Required task 1
In the listing, reproduce the lines from the line with "Could you please outline every instance of the fire" to the line with "146), (254, 140)]", including both of those lines. Leave the pictures out of your reproduction.

Excerpted passage
════════════════════

2. The method of claim 1, wherein forming the two insulating protrusions comprises:
providing a protective layer over the first conductive layer;
removing a portion of the protective layer when removing the portion of the first conductive layer, the first dielectric layer, and the semiconductor substrate to provide the two trenches that also extend through the protective layer;
forming the first insulating layer within the trenches to fill the trenches; and
removing the protective layer with the first insulating layer protruding over a top surface of the first conductive layer to provide the two insulating protrusions.
3. The method of claim 2, wherein the protective layer comprises silicon nitride.
4. The method of claim 2, wherein the protective layer is removed by a wet etch process.
5. The method of claim 1, wherein the first dielectric layer comprises tunneling silicon oxide and the first insulating layer comprises silicon oxide.
6. The method of claim 1, wherein the sidewall insulators comprise silicon nitride.
7. The method of claim 1, wherein at least one of the first conductive layer and the second conductive layer comprises polysilicon.
8. The method of claim 1, further comprising removing the sidewall insulators after the inverted T-shaped conductor is formed.
9. The method of claim 8, further comprising forming a second dielectric layer over the inverted T-shaped conductor and the first insulating layer.
10. The method of claim 9, wherein the second dielectric layer comprises a tri-layer structure of a first silicon oxide layer, a silicon nitride layer over the first silicon oxide layer, and a second silicon oxide layer over the silicon nitride layer.
11. The method of claim 8, further comprising forming a third conductive layer over the second dielectric layer and etching the third conductive layer to form a control gate.

════════════════════

Data lines
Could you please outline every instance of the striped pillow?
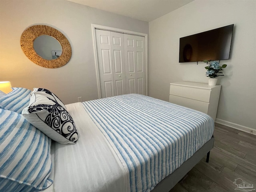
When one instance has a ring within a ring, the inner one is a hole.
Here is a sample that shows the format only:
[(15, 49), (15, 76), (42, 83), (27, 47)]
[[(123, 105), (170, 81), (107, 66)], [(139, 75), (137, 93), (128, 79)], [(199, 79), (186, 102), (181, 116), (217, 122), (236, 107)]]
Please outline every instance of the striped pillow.
[(22, 88), (12, 88), (12, 91), (0, 97), (0, 108), (21, 114), (22, 110), (28, 105), (32, 91)]
[(0, 109), (0, 191), (50, 186), (51, 141), (21, 114)]

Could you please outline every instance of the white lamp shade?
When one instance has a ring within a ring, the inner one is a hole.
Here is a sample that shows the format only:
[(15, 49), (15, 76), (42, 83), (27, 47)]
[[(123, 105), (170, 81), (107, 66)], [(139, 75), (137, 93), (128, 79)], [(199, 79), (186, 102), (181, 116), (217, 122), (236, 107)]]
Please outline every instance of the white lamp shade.
[(10, 93), (12, 90), (11, 88), (12, 86), (10, 81), (0, 81), (0, 90), (4, 93)]

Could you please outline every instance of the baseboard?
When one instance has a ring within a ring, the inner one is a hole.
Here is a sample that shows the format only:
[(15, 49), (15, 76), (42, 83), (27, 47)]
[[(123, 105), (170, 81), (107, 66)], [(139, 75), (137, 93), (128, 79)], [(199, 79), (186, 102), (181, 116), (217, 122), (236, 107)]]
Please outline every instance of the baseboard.
[(246, 127), (242, 125), (236, 124), (236, 123), (232, 123), (228, 121), (225, 121), (222, 119), (216, 118), (216, 123), (218, 123), (221, 125), (225, 125), (228, 127), (234, 128), (234, 129), (243, 131), (246, 133), (248, 133), (253, 135), (256, 135), (256, 129), (250, 128), (250, 127)]

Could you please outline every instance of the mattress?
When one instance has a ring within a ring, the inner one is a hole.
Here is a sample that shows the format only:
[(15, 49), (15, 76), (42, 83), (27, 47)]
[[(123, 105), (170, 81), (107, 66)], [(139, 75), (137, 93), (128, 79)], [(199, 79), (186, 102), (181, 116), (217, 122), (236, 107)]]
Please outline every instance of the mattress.
[(150, 191), (214, 128), (205, 114), (137, 94), (66, 106), (79, 138), (56, 143), (55, 192)]

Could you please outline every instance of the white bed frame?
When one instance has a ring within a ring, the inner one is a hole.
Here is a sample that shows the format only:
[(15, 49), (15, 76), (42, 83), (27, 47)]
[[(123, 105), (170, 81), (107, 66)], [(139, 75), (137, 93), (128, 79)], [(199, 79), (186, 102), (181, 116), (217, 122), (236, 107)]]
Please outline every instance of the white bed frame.
[(209, 162), (210, 151), (213, 148), (213, 135), (208, 142), (184, 162), (180, 167), (158, 183), (152, 192), (169, 192), (184, 176), (207, 154), (206, 162)]

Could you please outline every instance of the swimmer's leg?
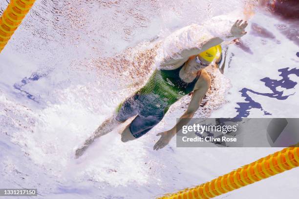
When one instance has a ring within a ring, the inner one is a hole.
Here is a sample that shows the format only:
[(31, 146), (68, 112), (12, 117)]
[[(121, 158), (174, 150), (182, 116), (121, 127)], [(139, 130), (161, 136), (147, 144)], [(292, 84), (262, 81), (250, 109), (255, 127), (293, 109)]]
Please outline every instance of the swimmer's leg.
[(126, 99), (119, 106), (119, 108), (117, 110), (116, 114), (103, 122), (95, 131), (92, 135), (85, 141), (83, 145), (76, 150), (76, 158), (78, 158), (81, 156), (97, 138), (112, 131), (118, 125), (137, 115), (136, 99), (135, 96)]
[(116, 126), (122, 123), (116, 120), (115, 117), (113, 116), (106, 119), (95, 131), (92, 135), (87, 139), (83, 145), (76, 150), (76, 158), (78, 158), (82, 155), (87, 148), (98, 138), (106, 135), (112, 131)]
[[(159, 112), (157, 111), (157, 112)], [(143, 117), (138, 115), (128, 125), (122, 133), (122, 141), (124, 142), (133, 140), (143, 136), (150, 131), (162, 120), (164, 113), (154, 116)]]

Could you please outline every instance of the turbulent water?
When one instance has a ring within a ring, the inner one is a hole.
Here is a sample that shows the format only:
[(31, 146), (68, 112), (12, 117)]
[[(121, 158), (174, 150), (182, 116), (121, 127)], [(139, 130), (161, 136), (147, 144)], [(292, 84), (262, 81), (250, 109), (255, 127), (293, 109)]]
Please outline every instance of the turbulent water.
[[(174, 139), (154, 151), (155, 135), (174, 125), (187, 96), (142, 138), (124, 143), (115, 131), (74, 159), (75, 149), (146, 81), (164, 38), (232, 12), (245, 13), (248, 34), (228, 45), (224, 75), (210, 70), (207, 102), (196, 116), (296, 117), (298, 21), (236, 1), (37, 0), (0, 54), (0, 188), (37, 187), (38, 198), (152, 198), (278, 150), (180, 148)], [(0, 2), (0, 13), (7, 5)], [(226, 196), (292, 198), (298, 172)]]

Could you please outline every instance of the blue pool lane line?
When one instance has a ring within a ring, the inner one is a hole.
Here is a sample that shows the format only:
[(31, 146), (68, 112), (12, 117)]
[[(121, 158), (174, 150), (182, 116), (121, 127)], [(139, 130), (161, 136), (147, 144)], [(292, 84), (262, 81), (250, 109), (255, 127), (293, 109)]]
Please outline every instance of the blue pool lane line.
[(39, 100), (38, 100), (38, 98), (31, 95), (27, 91), (23, 90), (22, 87), (24, 85), (34, 81), (37, 81), (40, 79), (42, 78), (44, 78), (46, 77), (48, 74), (48, 73), (41, 73), (38, 72), (34, 72), (32, 73), (31, 76), (27, 78), (27, 77), (25, 77), (23, 78), (23, 79), (21, 80), (21, 81), (19, 83), (16, 83), (14, 84), (14, 88), (20, 91), (22, 93), (24, 93), (26, 96), (27, 98), (29, 100), (32, 100), (36, 102), (39, 103)]
[(270, 88), (272, 91), (272, 93), (262, 93), (253, 91), (251, 89), (243, 88), (239, 91), (242, 94), (242, 97), (245, 97), (245, 100), (247, 102), (237, 102), (237, 104), (239, 106), (239, 107), (235, 107), (237, 110), (237, 112), (238, 113), (236, 118), (247, 118), (249, 115), (250, 110), (252, 108), (257, 108), (260, 109), (264, 112), (265, 115), (271, 115), (270, 113), (264, 110), (260, 103), (254, 100), (248, 95), (248, 92), (251, 92), (256, 95), (267, 96), (271, 98), (276, 98), (278, 100), (284, 100), (287, 99), (290, 96), (283, 95), (283, 91), (278, 91), (277, 90), (277, 88), (278, 86), (281, 86), (286, 89), (293, 88), (297, 84), (297, 82), (293, 81), (290, 80), (289, 76), (290, 75), (294, 74), (299, 77), (299, 69), (292, 68), (289, 70), (289, 68), (282, 68), (278, 70), (278, 72), (281, 73), (279, 76), (282, 78), (280, 80), (272, 80), (269, 78), (263, 78), (260, 80), (265, 82), (265, 86)]

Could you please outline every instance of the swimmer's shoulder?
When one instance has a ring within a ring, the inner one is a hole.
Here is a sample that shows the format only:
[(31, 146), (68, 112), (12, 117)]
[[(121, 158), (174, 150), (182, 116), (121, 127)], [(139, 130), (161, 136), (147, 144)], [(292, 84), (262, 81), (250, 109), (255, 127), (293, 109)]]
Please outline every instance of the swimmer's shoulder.
[(201, 70), (200, 76), (195, 83), (194, 90), (204, 88), (208, 90), (211, 85), (211, 77), (205, 69)]

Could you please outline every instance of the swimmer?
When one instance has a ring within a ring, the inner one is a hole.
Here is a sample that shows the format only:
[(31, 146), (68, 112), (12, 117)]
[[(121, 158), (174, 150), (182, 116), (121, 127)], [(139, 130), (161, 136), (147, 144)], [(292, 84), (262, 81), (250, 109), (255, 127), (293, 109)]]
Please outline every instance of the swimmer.
[[(246, 21), (236, 20), (226, 38), (234, 39), (245, 35), (247, 25)], [(80, 157), (97, 138), (130, 118), (134, 119), (122, 132), (121, 140), (126, 142), (140, 138), (162, 119), (171, 104), (192, 92), (188, 109), (176, 125), (157, 135), (161, 137), (153, 149), (157, 150), (166, 146), (199, 107), (211, 84), (211, 78), (205, 68), (210, 64), (219, 67), (222, 57), (219, 44), (223, 41), (219, 37), (211, 37), (205, 41), (198, 41), (196, 43), (200, 47), (183, 49), (179, 53), (179, 58), (164, 58), (159, 68), (154, 70), (147, 83), (121, 103), (115, 114), (104, 121), (76, 151), (76, 157)]]

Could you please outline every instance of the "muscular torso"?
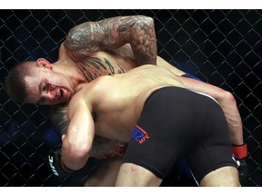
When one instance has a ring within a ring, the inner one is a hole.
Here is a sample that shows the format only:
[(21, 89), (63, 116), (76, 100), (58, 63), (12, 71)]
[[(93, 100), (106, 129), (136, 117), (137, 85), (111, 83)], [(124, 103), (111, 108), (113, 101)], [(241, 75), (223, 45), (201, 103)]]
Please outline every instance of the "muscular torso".
[(154, 65), (141, 66), (126, 74), (100, 77), (74, 96), (69, 117), (74, 105), (84, 101), (92, 105), (96, 134), (128, 142), (146, 100), (152, 92), (168, 85), (185, 87), (172, 73)]

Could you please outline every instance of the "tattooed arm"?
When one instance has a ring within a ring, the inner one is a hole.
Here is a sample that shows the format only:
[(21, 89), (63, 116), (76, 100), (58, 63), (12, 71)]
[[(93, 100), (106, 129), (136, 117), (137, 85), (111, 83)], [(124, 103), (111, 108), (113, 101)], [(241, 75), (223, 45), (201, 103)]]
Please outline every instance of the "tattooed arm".
[(69, 31), (64, 45), (72, 53), (109, 51), (130, 44), (138, 65), (156, 64), (154, 20), (144, 15), (116, 16), (80, 24)]
[[(69, 125), (67, 105), (52, 106), (49, 118), (52, 124), (59, 130), (61, 136), (66, 134)], [(123, 155), (125, 148), (119, 144), (120, 143), (116, 141), (110, 141), (96, 135), (90, 156), (96, 159), (106, 159), (116, 155)]]

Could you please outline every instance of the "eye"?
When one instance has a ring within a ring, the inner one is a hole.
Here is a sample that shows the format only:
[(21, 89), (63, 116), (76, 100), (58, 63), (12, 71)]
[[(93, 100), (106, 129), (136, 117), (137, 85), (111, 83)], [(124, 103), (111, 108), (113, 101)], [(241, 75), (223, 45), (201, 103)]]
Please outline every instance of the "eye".
[(42, 86), (42, 92), (47, 92), (47, 83), (44, 83), (43, 86)]

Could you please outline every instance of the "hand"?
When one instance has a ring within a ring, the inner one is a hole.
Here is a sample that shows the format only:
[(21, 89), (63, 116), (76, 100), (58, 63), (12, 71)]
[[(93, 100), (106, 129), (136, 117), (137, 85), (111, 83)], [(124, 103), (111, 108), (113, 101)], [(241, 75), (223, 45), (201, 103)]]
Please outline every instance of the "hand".
[(247, 165), (247, 144), (233, 145), (233, 156), (237, 163), (239, 181), (244, 184), (249, 178), (249, 166)]
[(122, 144), (115, 144), (114, 146), (111, 146), (110, 149), (108, 149), (106, 152), (101, 153), (101, 154), (94, 154), (93, 158), (97, 159), (97, 160), (102, 160), (102, 159), (108, 159), (108, 158), (113, 158), (115, 156), (123, 156), (126, 149), (126, 145), (122, 145)]

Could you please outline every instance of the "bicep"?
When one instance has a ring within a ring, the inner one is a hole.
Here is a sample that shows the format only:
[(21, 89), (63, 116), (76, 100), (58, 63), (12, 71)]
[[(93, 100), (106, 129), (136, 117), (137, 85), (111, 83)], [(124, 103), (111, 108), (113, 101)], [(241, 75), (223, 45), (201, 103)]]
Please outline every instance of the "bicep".
[(84, 102), (79, 103), (69, 108), (70, 123), (66, 136), (74, 145), (90, 150), (95, 136), (94, 121), (87, 105)]

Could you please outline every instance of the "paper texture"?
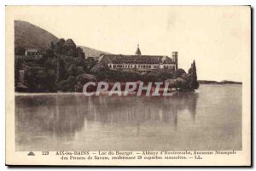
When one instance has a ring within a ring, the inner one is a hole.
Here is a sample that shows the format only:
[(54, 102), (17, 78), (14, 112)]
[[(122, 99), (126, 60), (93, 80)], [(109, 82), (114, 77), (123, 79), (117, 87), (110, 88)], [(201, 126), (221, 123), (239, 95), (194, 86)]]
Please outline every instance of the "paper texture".
[(251, 7), (7, 6), (6, 164), (250, 166)]

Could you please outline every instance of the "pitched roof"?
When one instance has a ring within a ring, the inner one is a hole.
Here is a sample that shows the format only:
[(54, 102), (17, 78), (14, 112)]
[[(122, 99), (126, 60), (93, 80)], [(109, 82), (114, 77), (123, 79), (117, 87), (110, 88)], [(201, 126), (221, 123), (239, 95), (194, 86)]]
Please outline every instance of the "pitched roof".
[(103, 59), (113, 64), (175, 64), (170, 57), (161, 55), (102, 54), (99, 62)]
[(142, 54), (141, 49), (140, 49), (139, 47), (137, 48), (137, 50), (136, 50), (135, 54)]

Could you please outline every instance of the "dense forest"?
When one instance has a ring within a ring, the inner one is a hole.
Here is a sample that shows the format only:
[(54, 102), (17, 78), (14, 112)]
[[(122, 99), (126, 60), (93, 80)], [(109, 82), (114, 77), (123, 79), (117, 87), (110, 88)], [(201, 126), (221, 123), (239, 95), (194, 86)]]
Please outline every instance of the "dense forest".
[[(90, 81), (168, 82), (179, 91), (193, 91), (199, 87), (195, 60), (188, 73), (183, 69), (160, 69), (144, 73), (136, 70), (110, 70), (107, 65), (99, 64), (92, 58), (85, 59), (80, 47), (72, 39), (63, 38), (41, 48), (40, 56), (25, 56), (23, 47), (16, 47), (15, 53), (16, 91), (81, 92), (84, 84)], [(23, 76), (20, 76), (20, 70), (24, 71)]]

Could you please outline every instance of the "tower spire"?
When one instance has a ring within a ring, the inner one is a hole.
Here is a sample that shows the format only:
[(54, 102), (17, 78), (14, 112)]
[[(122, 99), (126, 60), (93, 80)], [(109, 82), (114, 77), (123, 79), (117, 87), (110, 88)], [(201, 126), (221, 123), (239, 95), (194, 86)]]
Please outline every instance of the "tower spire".
[(139, 44), (137, 43), (137, 50), (136, 50), (135, 54), (136, 54), (137, 55), (141, 55), (142, 53), (141, 53), (141, 50), (140, 50)]

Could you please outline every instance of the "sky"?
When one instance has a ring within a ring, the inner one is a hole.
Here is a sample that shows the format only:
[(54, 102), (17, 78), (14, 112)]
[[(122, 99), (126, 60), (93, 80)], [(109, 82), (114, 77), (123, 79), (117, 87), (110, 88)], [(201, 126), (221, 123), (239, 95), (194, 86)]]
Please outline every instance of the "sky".
[[(28, 21), (77, 45), (133, 54), (172, 56), (186, 71), (195, 60), (198, 79), (241, 82), (249, 67), (247, 7), (17, 6), (15, 20)], [(7, 17), (6, 20), (9, 18)], [(246, 59), (246, 60), (245, 60)]]

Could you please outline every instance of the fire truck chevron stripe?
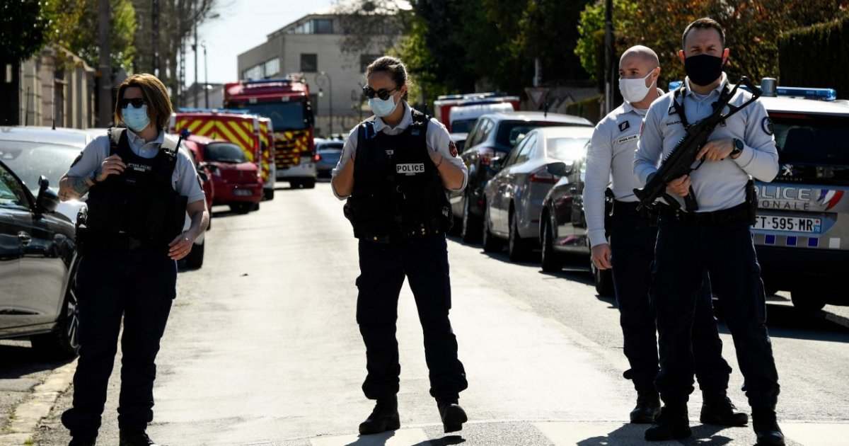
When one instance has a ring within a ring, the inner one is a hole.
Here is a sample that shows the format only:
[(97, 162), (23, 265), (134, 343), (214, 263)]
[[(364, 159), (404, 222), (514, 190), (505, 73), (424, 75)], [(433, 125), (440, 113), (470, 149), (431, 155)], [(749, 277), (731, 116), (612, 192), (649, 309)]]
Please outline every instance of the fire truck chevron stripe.
[(250, 138), (250, 133), (245, 133), (245, 128), (239, 125), (238, 122), (233, 122), (232, 121), (227, 122), (227, 127), (233, 130), (233, 134), (239, 138), (241, 142), (242, 149), (245, 150), (250, 150), (254, 146), (254, 140)]

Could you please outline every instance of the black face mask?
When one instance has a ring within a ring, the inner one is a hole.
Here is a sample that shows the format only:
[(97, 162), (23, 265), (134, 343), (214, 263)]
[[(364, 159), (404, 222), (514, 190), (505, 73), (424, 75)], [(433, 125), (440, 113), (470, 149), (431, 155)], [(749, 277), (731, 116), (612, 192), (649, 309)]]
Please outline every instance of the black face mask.
[(690, 82), (704, 87), (711, 85), (722, 75), (722, 58), (699, 54), (684, 59), (684, 71)]

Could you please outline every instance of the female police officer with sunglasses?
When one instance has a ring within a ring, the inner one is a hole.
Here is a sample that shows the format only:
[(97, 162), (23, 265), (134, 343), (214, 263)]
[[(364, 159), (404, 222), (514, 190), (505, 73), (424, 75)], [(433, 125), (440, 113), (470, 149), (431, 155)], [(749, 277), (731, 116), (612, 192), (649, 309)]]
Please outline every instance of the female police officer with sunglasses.
[(404, 277), (424, 335), (430, 395), (445, 432), (462, 429), (458, 404), (468, 387), (448, 320), (451, 285), (445, 232), (451, 208), (446, 189), (462, 190), (467, 171), (445, 127), (412, 109), (407, 69), (381, 57), (366, 71), (363, 92), (374, 116), (351, 130), (333, 172), (334, 194), (347, 198), (346, 217), (359, 239), (357, 322), (366, 344), (366, 398), (377, 400), (361, 434), (397, 429), (401, 366), (395, 337)]
[[(115, 121), (126, 127), (89, 144), (60, 182), (63, 200), (88, 194), (77, 229), (80, 358), (73, 408), (62, 416), (71, 446), (94, 444), (122, 317), (121, 446), (155, 444), (145, 430), (154, 360), (177, 293), (176, 261), (209, 224), (194, 163), (165, 137), (171, 113), (165, 86), (134, 75), (117, 97)], [(192, 224), (183, 232), (187, 212)]]

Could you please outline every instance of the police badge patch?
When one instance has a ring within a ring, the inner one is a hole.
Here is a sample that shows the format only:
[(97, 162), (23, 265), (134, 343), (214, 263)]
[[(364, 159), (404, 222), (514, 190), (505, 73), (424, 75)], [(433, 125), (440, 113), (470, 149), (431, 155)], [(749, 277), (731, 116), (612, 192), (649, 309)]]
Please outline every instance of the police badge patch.
[(769, 116), (764, 116), (761, 121), (761, 128), (763, 129), (763, 133), (769, 136), (773, 136), (773, 120), (769, 119)]

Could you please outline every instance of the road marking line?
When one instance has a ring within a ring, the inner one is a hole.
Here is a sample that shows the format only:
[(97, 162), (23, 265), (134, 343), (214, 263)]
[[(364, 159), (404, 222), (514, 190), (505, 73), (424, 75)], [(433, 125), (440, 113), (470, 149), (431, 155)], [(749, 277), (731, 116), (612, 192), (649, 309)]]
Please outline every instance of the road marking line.
[(310, 440), (312, 446), (411, 446), (428, 441), (421, 429), (401, 429), (376, 435), (340, 435), (319, 437)]
[(794, 442), (817, 446), (845, 446), (849, 438), (847, 423), (783, 423), (784, 436)]

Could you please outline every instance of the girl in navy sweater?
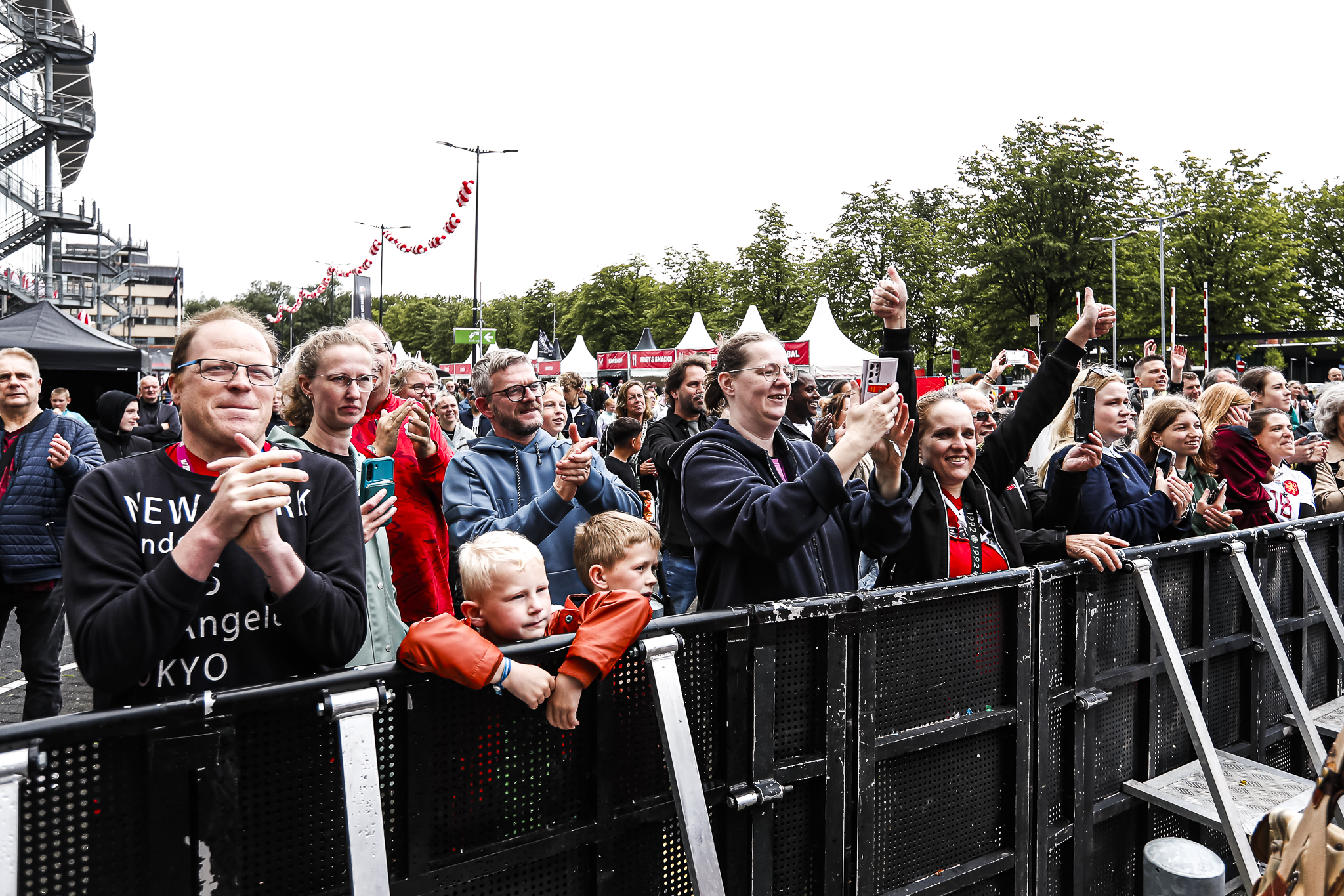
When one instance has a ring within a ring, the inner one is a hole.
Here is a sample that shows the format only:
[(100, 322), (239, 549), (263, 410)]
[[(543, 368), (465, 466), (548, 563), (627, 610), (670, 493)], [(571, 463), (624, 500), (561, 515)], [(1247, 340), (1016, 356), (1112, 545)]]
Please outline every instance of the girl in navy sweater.
[[(1074, 380), (1074, 388), (1079, 386), (1097, 390), (1094, 431), (1101, 438), (1103, 451), (1101, 466), (1087, 472), (1078, 498), (1078, 514), (1068, 531), (1106, 532), (1130, 544), (1159, 541), (1164, 529), (1184, 521), (1192, 497), (1191, 486), (1179, 477), (1167, 480), (1160, 472), (1153, 482), (1152, 472), (1137, 454), (1116, 450), (1116, 442), (1133, 434), (1137, 419), (1129, 406), (1125, 377), (1118, 371), (1090, 367)], [(1042, 469), (1042, 481), (1047, 489), (1074, 443), (1073, 402), (1060, 408), (1051, 434), (1054, 450)], [(1173, 529), (1168, 535), (1180, 537), (1188, 532)]]

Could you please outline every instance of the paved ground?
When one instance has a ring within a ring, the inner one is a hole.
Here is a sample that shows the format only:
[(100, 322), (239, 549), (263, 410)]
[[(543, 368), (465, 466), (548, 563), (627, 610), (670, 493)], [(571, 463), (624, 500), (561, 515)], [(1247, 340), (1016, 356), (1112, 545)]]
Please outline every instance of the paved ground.
[[(70, 633), (67, 631), (65, 645), (60, 647), (60, 665), (65, 666), (74, 661), (74, 652), (70, 649)], [(9, 614), (8, 625), (4, 629), (4, 638), (0, 639), (0, 686), (19, 681), (20, 678), (23, 678), (23, 672), (19, 669), (19, 622), (13, 618), (13, 614)], [(0, 693), (0, 724), (7, 725), (11, 721), (20, 721), (23, 719), (23, 686)], [(60, 715), (93, 709), (93, 692), (85, 684), (79, 669), (71, 668), (60, 673), (60, 696), (65, 699)]]

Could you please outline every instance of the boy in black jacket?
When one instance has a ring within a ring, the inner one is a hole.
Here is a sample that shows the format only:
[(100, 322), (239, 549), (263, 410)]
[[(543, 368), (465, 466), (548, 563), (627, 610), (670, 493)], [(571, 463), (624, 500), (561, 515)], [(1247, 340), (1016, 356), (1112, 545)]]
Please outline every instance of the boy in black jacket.
[(66, 610), (97, 708), (337, 669), (359, 650), (364, 551), (349, 472), (262, 450), (277, 352), (233, 306), (190, 321), (169, 380), (183, 441), (75, 489)]

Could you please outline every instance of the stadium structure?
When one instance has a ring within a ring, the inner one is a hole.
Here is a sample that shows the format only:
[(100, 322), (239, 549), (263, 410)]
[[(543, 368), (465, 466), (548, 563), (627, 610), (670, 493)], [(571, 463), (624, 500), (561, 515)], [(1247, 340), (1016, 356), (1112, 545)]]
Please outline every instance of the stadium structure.
[(71, 193), (97, 129), (95, 54), (67, 0), (0, 0), (0, 316), (48, 300), (110, 336), (171, 345), (180, 270), (151, 266), (148, 243), (114, 236)]

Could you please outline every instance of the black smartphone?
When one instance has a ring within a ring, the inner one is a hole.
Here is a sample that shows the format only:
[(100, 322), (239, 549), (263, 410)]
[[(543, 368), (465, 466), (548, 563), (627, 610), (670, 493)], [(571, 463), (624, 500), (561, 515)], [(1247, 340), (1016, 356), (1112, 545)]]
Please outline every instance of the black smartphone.
[(1074, 441), (1086, 442), (1091, 434), (1097, 418), (1097, 390), (1090, 386), (1079, 386), (1074, 390)]
[(1163, 478), (1172, 478), (1172, 463), (1176, 462), (1176, 451), (1171, 449), (1157, 449), (1157, 462), (1153, 465), (1153, 480), (1157, 480), (1157, 470), (1163, 472)]
[[(390, 457), (375, 457), (366, 458), (364, 463), (360, 466), (362, 476), (359, 477), (359, 502), (364, 504), (371, 497), (387, 490), (383, 496), (383, 501), (396, 494), (396, 486), (392, 482), (392, 472), (395, 466), (392, 458)], [(382, 505), (382, 502), (379, 502)], [(387, 523), (383, 523), (387, 525)]]

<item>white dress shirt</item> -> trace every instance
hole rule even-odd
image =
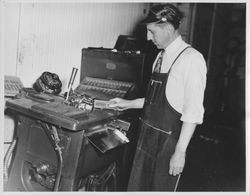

════════════════════

Required task 2
Name every material that the method claims say a layer or other part comprises.

Full output 1
Could you please outline every instance of the fire truck chevron stripe?
When one instance has a ring within a ring, the inner one is a hole.
Here is a sample that shows the format only:
[(97, 162), (23, 265), (134, 343), (214, 263)]
[[(364, 159), (404, 222), (514, 190), (505, 73), (424, 75)], [(433, 125), (440, 113), (470, 149), (431, 155)], [(749, 277), (731, 116), (612, 192), (649, 309)]]
Please outline every instance of the fire truck chevron stripe.
[(250, 138), (250, 133), (245, 133), (245, 128), (239, 125), (238, 122), (233, 122), (232, 121), (227, 122), (227, 127), (233, 130), (233, 134), (239, 138), (241, 142), (242, 149), (245, 150), (250, 150), (254, 146), (254, 140)]

Full output 2
silicon nitride, tunneling silicon oxide, silicon oxide, polysilicon